- MATERIAL SHOWN:
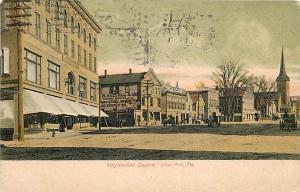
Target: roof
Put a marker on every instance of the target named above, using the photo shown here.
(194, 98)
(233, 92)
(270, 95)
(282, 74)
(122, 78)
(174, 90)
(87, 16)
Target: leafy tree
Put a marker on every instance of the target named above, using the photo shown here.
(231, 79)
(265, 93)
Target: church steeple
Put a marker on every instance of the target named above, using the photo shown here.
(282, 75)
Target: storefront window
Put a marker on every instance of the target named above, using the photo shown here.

- TASK BRIEF: Echo every line of the material above word for word, leaving out the picture.

- SOLUTION FOR THIS EXERCISE:
Target: roof
Put a marker on every instance of the target named above, using the photo shown here.
(194, 98)
(233, 92)
(270, 95)
(282, 74)
(122, 78)
(174, 90)
(87, 16)
Target: leafy tree
Put a marker on every instance of the target named above, using the photo shown here.
(231, 79)
(265, 93)
Target: church steeple
Put a marker on every instance of the target named above, using the photo shown here.
(282, 75)
Target: storefront window
Put a marker on every instance of the target named above, using the photo shown here.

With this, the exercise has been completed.